● **EXERCISES**
a) Decide whether each statement agrees with the feedback thread below: (i) the error message reads "There was an error in your deal details!"; (ii) Señor Voorhees has left this kind of feedback many times before; (iii) putting something in "additional comments" fixed the problem. Answer yes or no for each, quoting the exact words of the thread that decide it.
b) In the feedback thread, write out the passage from "# Can't leave" up to and including "wrong. Any idea?", swapping "pedal" for "guitar".

● **SELECTED EXCERPT**

'''

# Can't leave feedback.



## MIL8 (Dec 30, 2013)

I'm trying to leave feedback for a member that I just received a pedal from. Every time I click submit from the feedback page I get an error saying "There was an error in your deal details!" but I can't see where anything is wrong. Any idea?

Thanks


----------



## Daf57 (Dec 30, 2013)

Just a thought but did you fill out all fields and leave a comment? Some configurations of iTrader require something in the comment box.

Also - this happened to me at one time - within the comments watch for any special characters like @#$%^&*() - I had to take out some dashes and +s.

Just a few suggestions - check this search string as well for some additional ideas:
https://www.google.com/search?q=There+was+an+error+in+your+deal+details!


----------



## MIL8 (Mar 19, 2014)

I'm still trying to figure out what I'm doing wrong here. I know it must be something simple but I'm just not seeing it. Here is a screenshot of what I'm trying to do, and I still keep getting this error message.


----------



## MIL8 (Mar 27, 2014)

Anyone?


----------



## Señor Voorhees (Mar 27, 2014)

I've never done these things, but you left "additional comments" blank, perhaps that's the problem?


----------



## MIL8 (Mar 27, 2014)

I tried adding something there and it made no difference.


----------

'''

● **DATA RECORDS**
'''

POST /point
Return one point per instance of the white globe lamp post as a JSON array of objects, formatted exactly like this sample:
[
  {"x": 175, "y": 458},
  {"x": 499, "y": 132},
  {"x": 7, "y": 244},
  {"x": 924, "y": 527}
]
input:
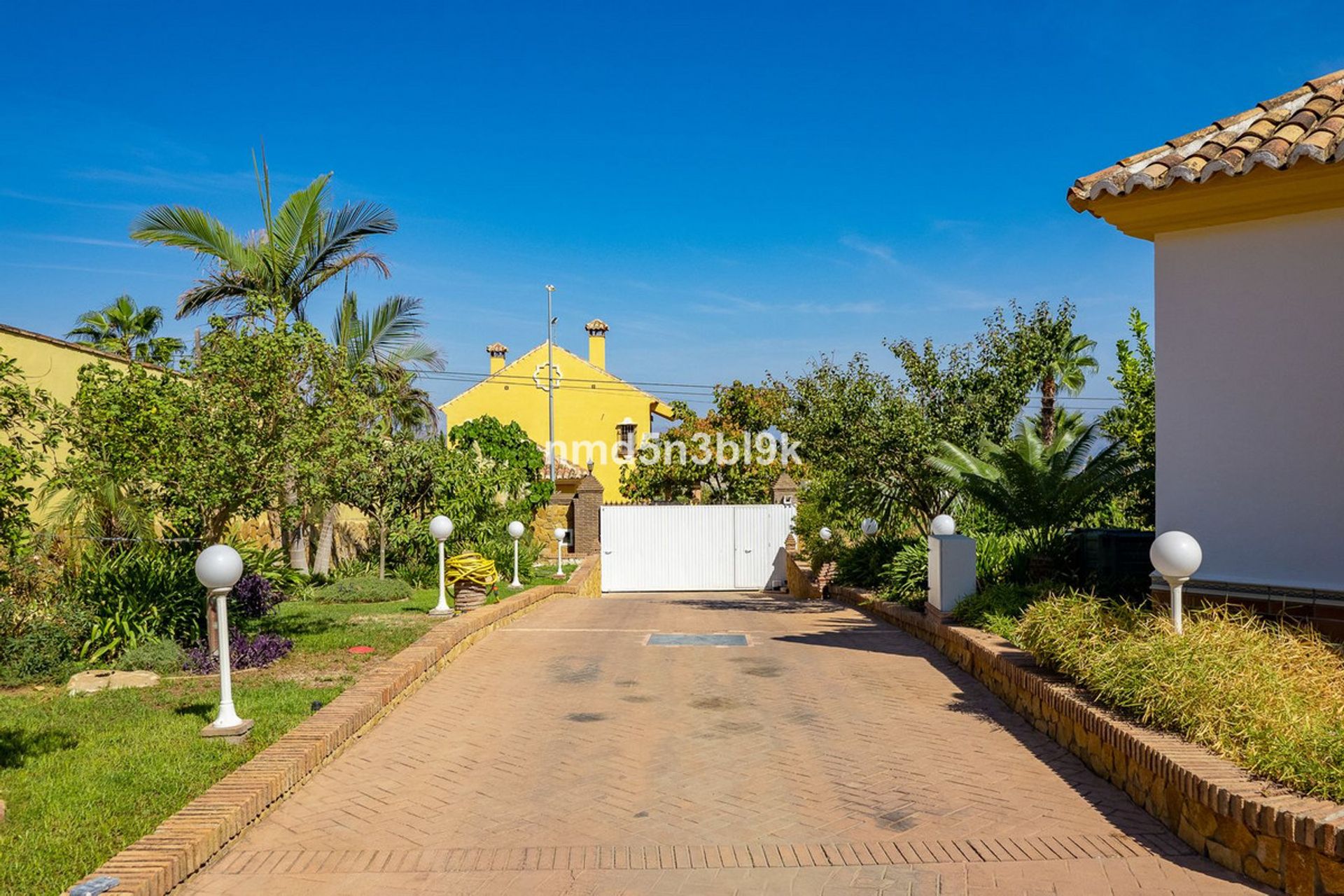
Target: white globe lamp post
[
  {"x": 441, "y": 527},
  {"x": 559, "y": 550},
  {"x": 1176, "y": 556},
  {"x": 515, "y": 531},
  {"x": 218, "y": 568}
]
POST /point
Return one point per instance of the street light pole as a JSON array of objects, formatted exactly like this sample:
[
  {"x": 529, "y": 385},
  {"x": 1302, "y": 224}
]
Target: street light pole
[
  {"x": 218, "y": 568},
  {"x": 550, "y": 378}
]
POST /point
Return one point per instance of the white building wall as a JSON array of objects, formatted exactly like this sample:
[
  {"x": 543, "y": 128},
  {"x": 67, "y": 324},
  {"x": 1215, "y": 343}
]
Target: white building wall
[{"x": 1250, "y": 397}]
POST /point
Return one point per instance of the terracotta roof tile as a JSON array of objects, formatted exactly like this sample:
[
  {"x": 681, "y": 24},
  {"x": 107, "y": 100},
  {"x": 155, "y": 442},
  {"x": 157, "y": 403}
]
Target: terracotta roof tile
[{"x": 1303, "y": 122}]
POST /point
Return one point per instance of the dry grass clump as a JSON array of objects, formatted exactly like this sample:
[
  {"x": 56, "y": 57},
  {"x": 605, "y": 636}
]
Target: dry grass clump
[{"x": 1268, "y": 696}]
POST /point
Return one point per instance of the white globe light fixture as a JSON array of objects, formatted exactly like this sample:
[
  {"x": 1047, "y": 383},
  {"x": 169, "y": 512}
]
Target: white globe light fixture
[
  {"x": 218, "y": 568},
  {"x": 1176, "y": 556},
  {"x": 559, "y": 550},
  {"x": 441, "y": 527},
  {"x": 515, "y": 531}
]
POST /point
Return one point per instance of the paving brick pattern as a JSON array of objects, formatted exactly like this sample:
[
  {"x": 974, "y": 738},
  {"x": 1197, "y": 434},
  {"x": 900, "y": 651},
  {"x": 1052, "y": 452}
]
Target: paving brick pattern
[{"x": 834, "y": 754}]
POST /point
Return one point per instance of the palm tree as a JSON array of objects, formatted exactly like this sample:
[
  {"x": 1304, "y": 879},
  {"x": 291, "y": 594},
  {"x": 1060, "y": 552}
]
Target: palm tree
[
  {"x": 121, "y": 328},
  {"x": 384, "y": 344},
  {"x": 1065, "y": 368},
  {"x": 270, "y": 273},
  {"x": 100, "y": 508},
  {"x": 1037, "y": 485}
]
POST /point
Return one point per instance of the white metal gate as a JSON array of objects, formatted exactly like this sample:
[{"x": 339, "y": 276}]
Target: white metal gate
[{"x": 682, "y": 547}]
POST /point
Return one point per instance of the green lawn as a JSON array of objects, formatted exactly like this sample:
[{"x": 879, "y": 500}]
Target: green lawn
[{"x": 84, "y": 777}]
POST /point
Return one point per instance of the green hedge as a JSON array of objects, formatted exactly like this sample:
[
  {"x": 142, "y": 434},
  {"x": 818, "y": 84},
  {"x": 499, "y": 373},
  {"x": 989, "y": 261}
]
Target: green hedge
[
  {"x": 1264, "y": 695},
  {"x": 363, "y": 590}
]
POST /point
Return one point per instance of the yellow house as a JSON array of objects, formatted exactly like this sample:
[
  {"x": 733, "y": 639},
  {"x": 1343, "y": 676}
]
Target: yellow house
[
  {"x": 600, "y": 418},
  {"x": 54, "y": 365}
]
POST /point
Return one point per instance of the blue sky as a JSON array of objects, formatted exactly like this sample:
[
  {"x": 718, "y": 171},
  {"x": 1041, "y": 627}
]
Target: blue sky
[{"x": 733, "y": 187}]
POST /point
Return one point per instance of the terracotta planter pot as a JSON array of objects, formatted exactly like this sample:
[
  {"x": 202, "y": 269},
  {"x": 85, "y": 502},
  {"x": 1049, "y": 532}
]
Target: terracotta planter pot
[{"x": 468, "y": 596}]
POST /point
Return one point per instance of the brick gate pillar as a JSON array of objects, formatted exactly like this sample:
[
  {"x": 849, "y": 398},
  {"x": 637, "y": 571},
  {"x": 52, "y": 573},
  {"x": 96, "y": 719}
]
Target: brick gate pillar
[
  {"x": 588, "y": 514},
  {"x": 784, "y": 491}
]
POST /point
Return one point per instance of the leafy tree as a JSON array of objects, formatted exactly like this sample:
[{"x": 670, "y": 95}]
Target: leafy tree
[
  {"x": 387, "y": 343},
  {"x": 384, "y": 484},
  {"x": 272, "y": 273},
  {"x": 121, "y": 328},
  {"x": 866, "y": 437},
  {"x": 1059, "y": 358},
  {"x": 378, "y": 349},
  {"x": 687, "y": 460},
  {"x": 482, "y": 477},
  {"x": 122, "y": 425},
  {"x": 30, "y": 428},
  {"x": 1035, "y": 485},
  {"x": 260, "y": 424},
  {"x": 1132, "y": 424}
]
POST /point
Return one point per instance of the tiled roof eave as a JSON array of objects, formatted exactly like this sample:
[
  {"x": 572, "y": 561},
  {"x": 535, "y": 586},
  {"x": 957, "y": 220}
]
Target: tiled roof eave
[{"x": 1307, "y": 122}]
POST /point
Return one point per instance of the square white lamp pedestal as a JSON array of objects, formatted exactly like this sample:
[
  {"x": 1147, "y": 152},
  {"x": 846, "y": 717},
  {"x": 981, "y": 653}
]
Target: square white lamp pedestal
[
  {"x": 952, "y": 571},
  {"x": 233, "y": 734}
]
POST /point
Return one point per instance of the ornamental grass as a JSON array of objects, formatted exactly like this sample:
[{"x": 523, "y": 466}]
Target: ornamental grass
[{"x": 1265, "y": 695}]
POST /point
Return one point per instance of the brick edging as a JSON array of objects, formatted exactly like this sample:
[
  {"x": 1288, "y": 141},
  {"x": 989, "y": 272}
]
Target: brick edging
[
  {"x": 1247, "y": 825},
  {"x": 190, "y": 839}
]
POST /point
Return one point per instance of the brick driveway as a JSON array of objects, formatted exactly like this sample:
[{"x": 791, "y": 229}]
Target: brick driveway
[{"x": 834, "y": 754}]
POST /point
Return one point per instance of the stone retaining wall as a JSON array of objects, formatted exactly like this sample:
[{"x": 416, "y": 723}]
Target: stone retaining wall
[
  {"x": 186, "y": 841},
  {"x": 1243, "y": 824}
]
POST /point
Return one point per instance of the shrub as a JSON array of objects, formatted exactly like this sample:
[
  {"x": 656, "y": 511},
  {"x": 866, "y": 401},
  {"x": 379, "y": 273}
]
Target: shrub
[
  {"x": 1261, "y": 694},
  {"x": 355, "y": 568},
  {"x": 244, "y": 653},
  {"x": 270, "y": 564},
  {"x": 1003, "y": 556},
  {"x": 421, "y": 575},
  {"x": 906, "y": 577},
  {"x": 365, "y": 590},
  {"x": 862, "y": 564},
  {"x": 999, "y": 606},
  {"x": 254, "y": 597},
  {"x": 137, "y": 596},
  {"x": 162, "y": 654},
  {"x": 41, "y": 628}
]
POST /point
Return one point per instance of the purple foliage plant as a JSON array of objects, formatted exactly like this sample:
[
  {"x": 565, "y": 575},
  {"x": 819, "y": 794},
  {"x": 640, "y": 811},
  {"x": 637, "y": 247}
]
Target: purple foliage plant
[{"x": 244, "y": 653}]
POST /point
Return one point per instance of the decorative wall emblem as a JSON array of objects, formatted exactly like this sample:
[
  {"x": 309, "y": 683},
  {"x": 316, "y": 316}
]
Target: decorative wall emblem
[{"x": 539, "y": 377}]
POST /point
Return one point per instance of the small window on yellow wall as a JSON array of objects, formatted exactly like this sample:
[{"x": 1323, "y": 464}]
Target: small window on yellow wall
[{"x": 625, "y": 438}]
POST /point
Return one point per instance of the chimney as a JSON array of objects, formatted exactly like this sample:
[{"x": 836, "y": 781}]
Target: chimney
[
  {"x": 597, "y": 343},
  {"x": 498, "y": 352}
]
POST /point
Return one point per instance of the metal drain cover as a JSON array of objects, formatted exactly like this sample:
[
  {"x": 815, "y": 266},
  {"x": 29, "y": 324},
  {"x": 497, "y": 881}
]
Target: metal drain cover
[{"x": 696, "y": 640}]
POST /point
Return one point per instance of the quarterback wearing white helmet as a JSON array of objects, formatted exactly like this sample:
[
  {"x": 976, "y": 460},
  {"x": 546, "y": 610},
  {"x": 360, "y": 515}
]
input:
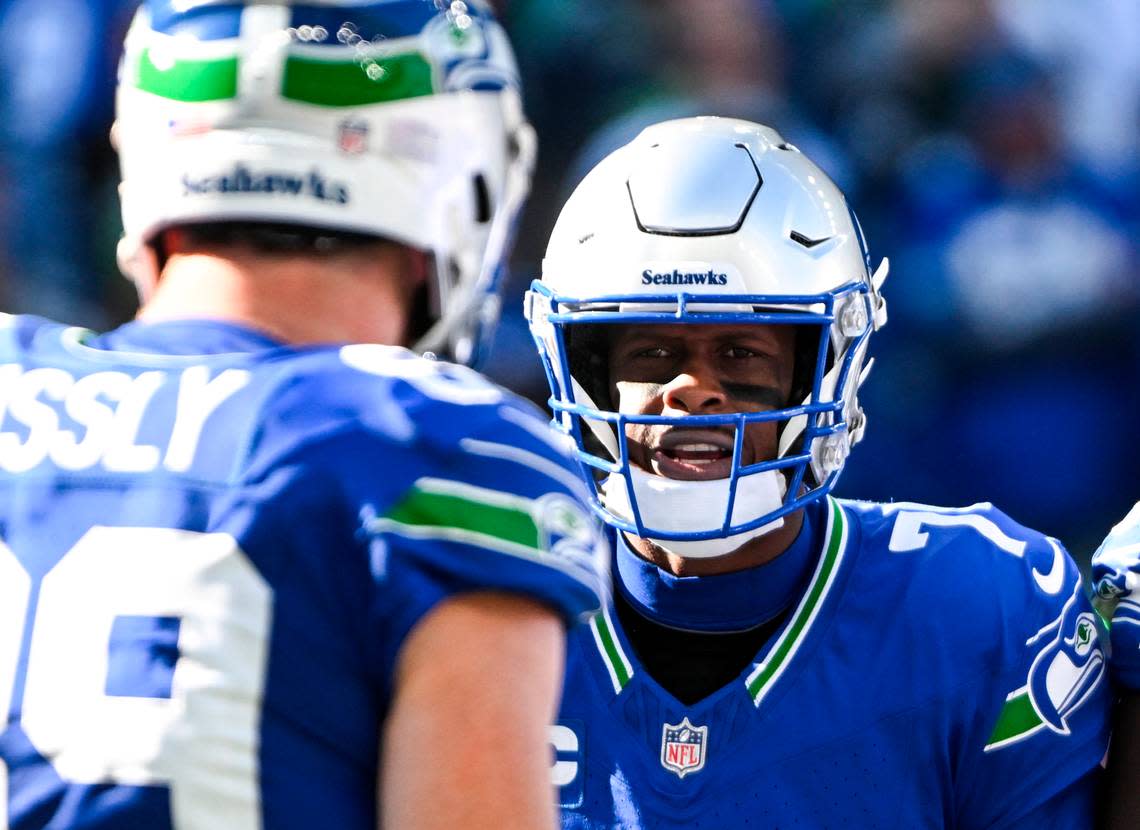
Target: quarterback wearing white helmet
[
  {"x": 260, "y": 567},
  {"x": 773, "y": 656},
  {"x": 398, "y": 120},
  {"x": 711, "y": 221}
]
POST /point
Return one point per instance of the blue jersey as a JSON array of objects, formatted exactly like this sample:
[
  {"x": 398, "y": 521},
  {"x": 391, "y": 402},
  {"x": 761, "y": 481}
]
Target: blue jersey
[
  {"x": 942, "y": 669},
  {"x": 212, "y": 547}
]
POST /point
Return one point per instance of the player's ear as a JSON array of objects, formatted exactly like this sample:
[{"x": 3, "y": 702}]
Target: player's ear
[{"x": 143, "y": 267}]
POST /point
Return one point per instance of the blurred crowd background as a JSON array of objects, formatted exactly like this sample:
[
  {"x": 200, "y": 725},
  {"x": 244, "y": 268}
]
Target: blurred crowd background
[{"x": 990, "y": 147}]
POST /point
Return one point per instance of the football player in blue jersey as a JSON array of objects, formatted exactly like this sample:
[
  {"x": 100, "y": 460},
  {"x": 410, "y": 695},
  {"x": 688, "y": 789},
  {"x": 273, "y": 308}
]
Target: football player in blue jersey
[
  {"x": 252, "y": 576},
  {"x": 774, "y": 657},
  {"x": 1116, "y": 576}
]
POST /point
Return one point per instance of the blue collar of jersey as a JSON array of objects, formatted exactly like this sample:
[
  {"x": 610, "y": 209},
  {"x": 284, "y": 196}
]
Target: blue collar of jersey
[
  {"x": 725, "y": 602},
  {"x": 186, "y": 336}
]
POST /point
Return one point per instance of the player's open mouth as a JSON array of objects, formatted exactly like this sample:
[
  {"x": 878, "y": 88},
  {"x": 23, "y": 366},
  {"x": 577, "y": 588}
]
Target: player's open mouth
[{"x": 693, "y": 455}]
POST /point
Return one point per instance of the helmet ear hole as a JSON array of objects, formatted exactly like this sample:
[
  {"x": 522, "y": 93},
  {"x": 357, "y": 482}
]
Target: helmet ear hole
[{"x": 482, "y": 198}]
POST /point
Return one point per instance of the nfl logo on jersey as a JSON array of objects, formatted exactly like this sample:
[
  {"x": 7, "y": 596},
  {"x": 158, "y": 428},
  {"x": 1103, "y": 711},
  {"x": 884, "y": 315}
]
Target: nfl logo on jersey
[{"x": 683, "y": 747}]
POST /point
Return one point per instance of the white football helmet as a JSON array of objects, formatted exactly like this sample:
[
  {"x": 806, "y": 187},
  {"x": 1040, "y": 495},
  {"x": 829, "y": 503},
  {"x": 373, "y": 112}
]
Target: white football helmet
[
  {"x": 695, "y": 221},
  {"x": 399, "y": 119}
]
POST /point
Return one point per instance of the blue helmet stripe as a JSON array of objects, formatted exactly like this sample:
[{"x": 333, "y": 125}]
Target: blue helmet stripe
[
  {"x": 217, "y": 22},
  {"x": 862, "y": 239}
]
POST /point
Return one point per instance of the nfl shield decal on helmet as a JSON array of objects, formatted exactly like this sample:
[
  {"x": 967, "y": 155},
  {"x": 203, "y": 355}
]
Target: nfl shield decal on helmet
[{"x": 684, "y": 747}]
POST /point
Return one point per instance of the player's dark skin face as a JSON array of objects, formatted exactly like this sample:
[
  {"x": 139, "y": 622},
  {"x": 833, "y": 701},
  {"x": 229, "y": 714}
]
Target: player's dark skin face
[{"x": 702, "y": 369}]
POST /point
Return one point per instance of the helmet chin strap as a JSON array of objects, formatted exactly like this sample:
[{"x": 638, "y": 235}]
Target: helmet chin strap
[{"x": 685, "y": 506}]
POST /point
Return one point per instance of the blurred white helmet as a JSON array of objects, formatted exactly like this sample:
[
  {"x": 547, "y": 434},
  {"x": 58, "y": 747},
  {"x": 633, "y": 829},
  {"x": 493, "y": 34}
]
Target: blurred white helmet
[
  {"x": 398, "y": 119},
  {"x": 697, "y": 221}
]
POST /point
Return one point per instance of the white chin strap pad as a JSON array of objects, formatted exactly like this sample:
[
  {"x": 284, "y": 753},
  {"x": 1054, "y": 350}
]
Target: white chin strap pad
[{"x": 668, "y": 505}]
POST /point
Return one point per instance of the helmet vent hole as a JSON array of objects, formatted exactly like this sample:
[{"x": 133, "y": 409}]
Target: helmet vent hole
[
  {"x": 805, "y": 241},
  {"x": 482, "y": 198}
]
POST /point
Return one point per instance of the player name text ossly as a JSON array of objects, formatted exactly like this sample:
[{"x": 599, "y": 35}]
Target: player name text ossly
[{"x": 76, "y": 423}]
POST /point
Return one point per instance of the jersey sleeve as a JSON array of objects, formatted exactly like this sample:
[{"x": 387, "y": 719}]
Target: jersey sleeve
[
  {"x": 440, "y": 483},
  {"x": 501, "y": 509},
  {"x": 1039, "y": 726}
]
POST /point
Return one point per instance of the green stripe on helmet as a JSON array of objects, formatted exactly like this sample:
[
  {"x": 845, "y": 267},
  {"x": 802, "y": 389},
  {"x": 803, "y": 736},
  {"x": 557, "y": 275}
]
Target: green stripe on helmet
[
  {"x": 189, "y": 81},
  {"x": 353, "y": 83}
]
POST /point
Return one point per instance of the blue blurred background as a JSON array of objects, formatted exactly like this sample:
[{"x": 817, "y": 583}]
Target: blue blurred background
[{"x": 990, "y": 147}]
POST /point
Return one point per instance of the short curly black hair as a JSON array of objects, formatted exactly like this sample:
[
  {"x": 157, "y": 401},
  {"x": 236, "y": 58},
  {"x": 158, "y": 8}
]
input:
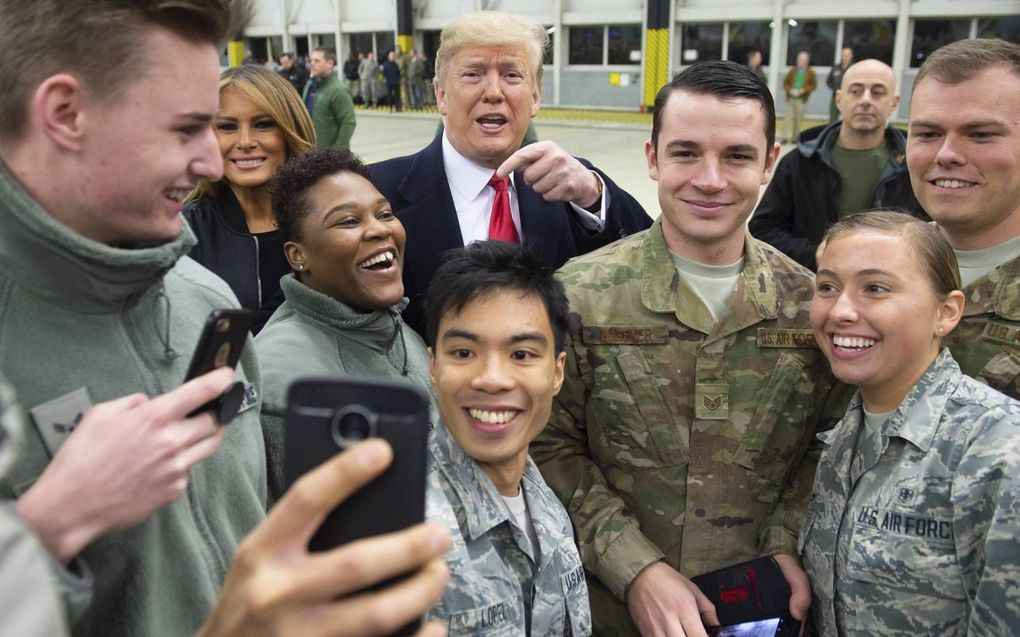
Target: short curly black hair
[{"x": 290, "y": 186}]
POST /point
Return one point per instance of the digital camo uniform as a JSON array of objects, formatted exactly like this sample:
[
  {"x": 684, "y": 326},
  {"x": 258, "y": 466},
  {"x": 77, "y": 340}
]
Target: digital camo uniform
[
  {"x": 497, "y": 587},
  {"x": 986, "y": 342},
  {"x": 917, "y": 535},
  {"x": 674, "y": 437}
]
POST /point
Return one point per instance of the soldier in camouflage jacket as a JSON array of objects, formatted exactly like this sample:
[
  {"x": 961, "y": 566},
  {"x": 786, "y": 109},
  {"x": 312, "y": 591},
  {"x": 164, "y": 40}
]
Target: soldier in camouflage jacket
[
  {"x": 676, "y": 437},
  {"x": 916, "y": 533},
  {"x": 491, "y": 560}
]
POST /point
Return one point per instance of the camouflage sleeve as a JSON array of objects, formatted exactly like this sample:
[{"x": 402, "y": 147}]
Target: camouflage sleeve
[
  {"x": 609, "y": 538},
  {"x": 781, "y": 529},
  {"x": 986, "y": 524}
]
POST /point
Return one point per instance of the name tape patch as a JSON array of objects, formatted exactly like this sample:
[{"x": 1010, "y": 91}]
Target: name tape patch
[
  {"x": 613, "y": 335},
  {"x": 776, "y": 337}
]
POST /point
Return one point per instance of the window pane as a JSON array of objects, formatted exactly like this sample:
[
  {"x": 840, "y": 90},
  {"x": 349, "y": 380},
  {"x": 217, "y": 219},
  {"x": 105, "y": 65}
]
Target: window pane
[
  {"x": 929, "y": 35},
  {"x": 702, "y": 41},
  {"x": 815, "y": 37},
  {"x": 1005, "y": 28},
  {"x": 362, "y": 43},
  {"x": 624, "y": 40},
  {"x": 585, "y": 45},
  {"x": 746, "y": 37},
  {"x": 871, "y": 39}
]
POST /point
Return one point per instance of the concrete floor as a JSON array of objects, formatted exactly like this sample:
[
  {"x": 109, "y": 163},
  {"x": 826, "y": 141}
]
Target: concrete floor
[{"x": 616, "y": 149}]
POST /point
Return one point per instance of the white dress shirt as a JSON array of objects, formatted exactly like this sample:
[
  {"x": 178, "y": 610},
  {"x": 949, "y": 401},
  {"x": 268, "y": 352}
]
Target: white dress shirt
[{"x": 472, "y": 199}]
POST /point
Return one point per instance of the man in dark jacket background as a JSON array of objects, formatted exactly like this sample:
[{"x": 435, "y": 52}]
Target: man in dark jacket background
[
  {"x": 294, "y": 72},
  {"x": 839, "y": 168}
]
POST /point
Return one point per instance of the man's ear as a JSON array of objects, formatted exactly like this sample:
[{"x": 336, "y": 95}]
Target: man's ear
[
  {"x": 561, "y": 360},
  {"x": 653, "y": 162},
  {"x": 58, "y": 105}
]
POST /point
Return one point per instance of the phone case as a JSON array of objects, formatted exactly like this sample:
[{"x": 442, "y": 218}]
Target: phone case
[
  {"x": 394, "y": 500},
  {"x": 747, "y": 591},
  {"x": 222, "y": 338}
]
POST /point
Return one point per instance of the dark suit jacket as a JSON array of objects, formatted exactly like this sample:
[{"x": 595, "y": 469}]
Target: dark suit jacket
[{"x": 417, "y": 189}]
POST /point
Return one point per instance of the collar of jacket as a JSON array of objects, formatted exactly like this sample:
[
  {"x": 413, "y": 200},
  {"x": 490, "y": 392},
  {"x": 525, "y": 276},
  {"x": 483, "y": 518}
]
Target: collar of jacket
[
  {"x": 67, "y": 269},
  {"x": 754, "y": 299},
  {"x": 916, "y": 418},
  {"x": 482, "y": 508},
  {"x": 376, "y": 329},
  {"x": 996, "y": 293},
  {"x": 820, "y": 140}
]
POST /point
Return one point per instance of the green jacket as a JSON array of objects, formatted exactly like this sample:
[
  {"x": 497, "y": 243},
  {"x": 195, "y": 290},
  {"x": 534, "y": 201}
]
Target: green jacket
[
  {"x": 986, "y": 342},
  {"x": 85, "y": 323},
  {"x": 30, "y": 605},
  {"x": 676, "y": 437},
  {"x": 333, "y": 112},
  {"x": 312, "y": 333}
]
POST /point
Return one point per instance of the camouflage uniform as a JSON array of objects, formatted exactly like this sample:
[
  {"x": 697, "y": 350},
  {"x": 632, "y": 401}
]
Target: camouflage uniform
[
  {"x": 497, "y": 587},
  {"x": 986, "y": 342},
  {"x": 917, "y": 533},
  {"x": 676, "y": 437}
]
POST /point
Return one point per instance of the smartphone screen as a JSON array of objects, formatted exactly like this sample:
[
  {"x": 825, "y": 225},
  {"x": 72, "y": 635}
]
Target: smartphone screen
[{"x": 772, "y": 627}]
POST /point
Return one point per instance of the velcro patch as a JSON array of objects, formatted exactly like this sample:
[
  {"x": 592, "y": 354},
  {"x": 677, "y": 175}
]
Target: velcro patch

'''

● **SOLUTIONS TO THE TASKS**
a)
(i) Yes: "I get an error saying "There was an error in your deal details!""
(ii) No: "I've never done these things"
(iii) No: "I tried adding something there and it made no difference."

b)
# Can't leave feedback.



## MIL8 (Dec 30, 2013)

I'm trying to leave feedback for a member that I just received a guitar from. Every time I click submit from the feedback page I get an error saying "There was an error in your deal details!" but I can't see where anything is wrong. Any idea?